▸ **TASK**
Copy all the data exactly, except the pictures.

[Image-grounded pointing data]

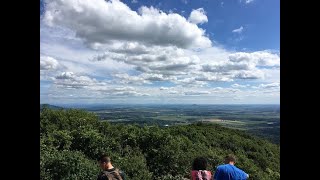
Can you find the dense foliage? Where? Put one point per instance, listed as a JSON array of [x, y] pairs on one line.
[[71, 140]]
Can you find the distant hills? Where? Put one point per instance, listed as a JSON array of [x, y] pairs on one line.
[[50, 106]]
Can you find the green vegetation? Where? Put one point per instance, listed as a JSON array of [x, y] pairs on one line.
[[71, 140]]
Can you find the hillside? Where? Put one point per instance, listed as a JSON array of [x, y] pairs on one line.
[[49, 106], [71, 140]]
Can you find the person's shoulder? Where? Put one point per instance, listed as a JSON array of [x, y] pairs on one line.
[[221, 166]]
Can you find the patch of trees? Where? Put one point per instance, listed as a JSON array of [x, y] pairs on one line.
[[71, 140]]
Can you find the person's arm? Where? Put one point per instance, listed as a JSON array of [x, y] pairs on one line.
[[123, 175], [215, 175]]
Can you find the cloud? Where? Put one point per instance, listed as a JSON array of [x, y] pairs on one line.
[[185, 1], [48, 63], [195, 93], [70, 80], [270, 85], [247, 1], [103, 22], [258, 58], [198, 16], [98, 51], [239, 30], [239, 86]]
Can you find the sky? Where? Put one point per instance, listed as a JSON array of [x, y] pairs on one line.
[[160, 52]]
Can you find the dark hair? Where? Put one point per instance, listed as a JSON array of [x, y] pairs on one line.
[[199, 163], [230, 158], [104, 158]]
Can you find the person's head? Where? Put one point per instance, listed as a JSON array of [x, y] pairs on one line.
[[199, 163], [230, 159], [104, 162]]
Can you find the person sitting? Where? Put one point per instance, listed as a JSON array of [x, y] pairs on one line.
[[199, 169], [229, 171]]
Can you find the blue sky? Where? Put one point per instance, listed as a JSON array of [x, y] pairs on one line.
[[167, 52]]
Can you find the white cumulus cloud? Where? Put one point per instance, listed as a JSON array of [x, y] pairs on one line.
[[198, 16], [99, 21], [239, 30]]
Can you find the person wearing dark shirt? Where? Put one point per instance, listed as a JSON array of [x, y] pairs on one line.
[[229, 171], [199, 169], [108, 171]]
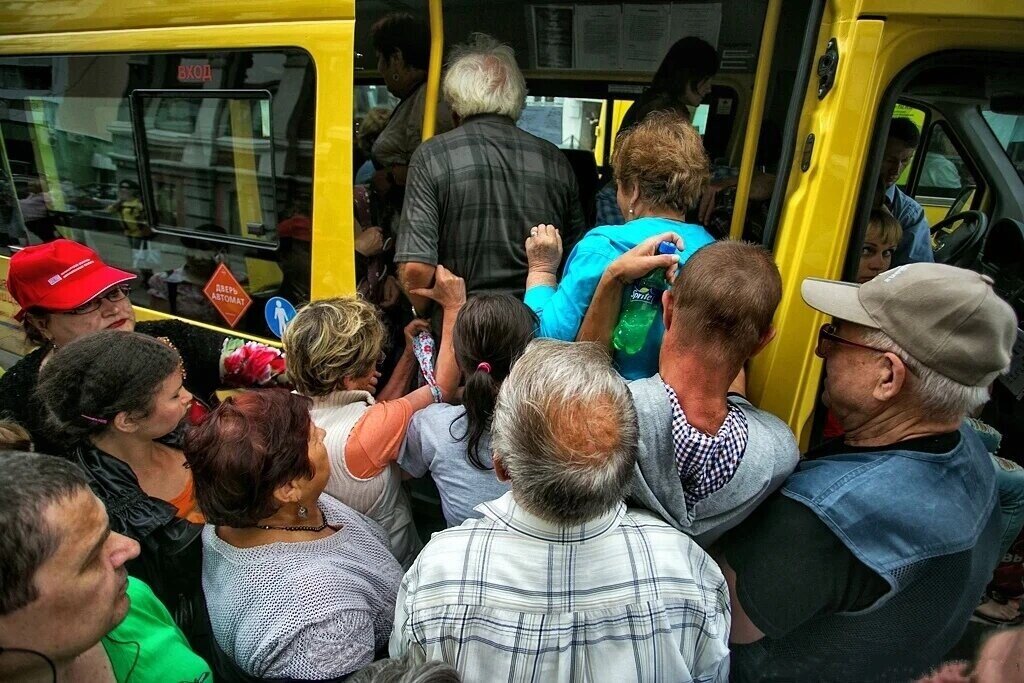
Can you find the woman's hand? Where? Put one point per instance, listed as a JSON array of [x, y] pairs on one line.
[[370, 242], [643, 258], [449, 290], [544, 249]]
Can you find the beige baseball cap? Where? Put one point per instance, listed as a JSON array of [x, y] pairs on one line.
[[949, 319]]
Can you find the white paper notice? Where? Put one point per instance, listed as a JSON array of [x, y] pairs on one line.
[[1014, 379], [646, 36], [552, 36], [704, 20], [597, 37]]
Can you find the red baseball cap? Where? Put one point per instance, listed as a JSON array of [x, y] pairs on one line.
[[59, 275]]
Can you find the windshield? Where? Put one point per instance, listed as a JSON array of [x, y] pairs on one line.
[[1009, 130]]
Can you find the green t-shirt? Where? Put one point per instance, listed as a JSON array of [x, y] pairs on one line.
[[148, 646]]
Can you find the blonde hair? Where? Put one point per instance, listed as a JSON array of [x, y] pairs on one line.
[[888, 227], [372, 126], [482, 77], [664, 157], [331, 340]]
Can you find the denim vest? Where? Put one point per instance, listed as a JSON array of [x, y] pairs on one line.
[[929, 525]]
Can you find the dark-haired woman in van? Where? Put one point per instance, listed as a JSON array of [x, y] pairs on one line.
[[453, 442]]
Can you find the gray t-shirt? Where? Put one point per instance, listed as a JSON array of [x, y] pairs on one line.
[[308, 610], [430, 446]]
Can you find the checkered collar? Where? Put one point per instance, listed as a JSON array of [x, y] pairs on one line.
[[516, 518], [707, 462]]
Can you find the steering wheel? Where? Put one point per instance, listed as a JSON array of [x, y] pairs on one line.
[[961, 202], [955, 237]]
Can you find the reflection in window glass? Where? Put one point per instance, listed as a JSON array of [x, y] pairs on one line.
[[1009, 129], [69, 169]]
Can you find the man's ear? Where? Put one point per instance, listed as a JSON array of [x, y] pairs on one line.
[[765, 340], [500, 471], [891, 377], [124, 423], [397, 59]]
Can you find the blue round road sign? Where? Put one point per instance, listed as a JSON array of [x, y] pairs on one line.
[[279, 312]]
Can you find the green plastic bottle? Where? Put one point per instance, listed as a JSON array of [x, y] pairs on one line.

▸ **RESPONSE TO THE TASK**
Can you find the dense foliage? Where? Put one point per instance, listed as a JSON array of [x, y] pairs on one line.
[[71, 140]]
Can you find the distant hills? Where? Put one point per instance, listed as a JSON array of [x, y] pairs on one line.
[[50, 106]]
Can you find the green vegetation? Where? Put one point per instance, listed as a JSON array of [x, y] pairs on one line.
[[71, 140]]
Can you find the hillside? Where? Put one point per instance, listed as a JSON array of [x, y] pairs on one line.
[[49, 106], [71, 140]]
Can you find the person's shoulder? Where? Put one point per instance, listed as a JSON array of [x, y] pairs on one line.
[[221, 166]]
Can you find the patch of trees? Where? Put one point per instance, listed as a JSON array of [x, y] pairs on one line.
[[71, 140]]
Can you find the person's arm? Where? Put one point per instance, listed as a JSON array of [x, y] pairs on one line.
[[123, 175], [215, 175]]
Can you find the cloud? Where? Put one point per instance, listed as a JSON array of [x, y] pairs on one line.
[[185, 1], [48, 63], [195, 93], [70, 80], [270, 85], [247, 1], [103, 22], [258, 58], [198, 16], [98, 51], [239, 30], [239, 86]]
Can you find the sky? Where? Put one point per instance, listed as a JSON array of [x, y] pairs on one line.
[[160, 52]]
Can you find the dark hair? Where? Put one point per instance, listed as a JSON array of [x, y] pairs on one line.
[[199, 163], [230, 158], [104, 158]]
Can you find the person's head? Where? Put one point per instance, listed as a JSON array of [x, y] pairs on one line.
[[199, 163], [230, 159], [104, 162]]
Can you find the person sitting? Where? Put one point per instance, listed as a JSON array of [x, y] pairs on one line.
[[199, 169], [229, 171]]
Can you find the blue sky? Where? Put one point per instance, listed as a JSON array of [x, y] pairs on one line.
[[167, 52]]
Can you find the white cumulus cloud? Where? Put one point per instance, listed as a JSON array of [x, y] pairs on one line.
[[198, 16], [99, 21], [239, 30]]
Can you find the person wearing dark shirt? Where? Put one point per instance, listed as a JSON array of [x, y] pairs on one line.
[[229, 171], [199, 169], [108, 171]]
Can you find the woman's hand? Where? Put one point per instance, listed as a JSON array of [x, y] pairs on one line.
[[370, 242], [643, 258], [449, 290], [544, 249]]
Can you find the beige baseball cap? Where? Put one point per instance, listed as a JSON array of [x, y] pairs on one line.
[[949, 319]]
Can you find the white paper notice? Where? Put one point per instance, listed as a JSON array of [x, y] pairs on one line.
[[1014, 379], [646, 36], [552, 36], [704, 20], [597, 37]]
Can you find the red baseball cap? Where? Put one point per instance, listed as a JSON array of [x, y] pairs on one line.
[[59, 275]]
Can you find the windshield? Where? Put one point per instance, listed as a JSON array of [x, y] pairs on one line.
[[1009, 130]]
Can you find the green t-shirt? Where? Put one point per instance, listed as a JSON array of [x, y] pairs on one line.
[[148, 646]]
Can you find the blonde hair? Where? Put one point per instance, listed as a JSON array of [x, y] pairs on one line.
[[888, 227], [372, 126], [482, 77], [664, 157], [331, 340]]
Can you find the denim vest? Where? Put one point per instance, listed as a JSON array of [x, y] pairs on one line.
[[929, 525]]
Can you find the dark-haired woman in van? Where? Put one point per instance, listed as a JSON array of [x, y] pairs on one line.
[[453, 442]]
Can you find the gray t-shirt? Where? Put one point per instance, listed as a JSON array of [x, y] pairs on one line.
[[308, 610], [430, 446]]
Can you find the checkered collar? Where? Put one point per instance, listed as a JSON array of [x, y] pairs on one line.
[[516, 518], [707, 462]]
Can you find the steering wheel? Where? Put one point per instance, listed as a JSON array of [x, y] pairs on one line.
[[961, 202], [955, 237]]
Can you find the reflection in window glass? Where? Put one point per instance, listed as a JSON array of [x, y] pairs on one line.
[[1009, 129], [69, 169]]
Can you find the man's ear? Where? Put one point per instance, listed as a JSON array of [x, y] pairs on one line.
[[765, 340], [500, 471], [891, 377], [124, 423], [397, 59]]
Can you find the blue round road sign? Where? Put one point per instance, listed as a JSON array of [x, y] pairs on one line.
[[279, 312]]
Can you find the green plastic bottle? Where? Put one point per instance, listed as a JSON array of [x, y] pairs on one line.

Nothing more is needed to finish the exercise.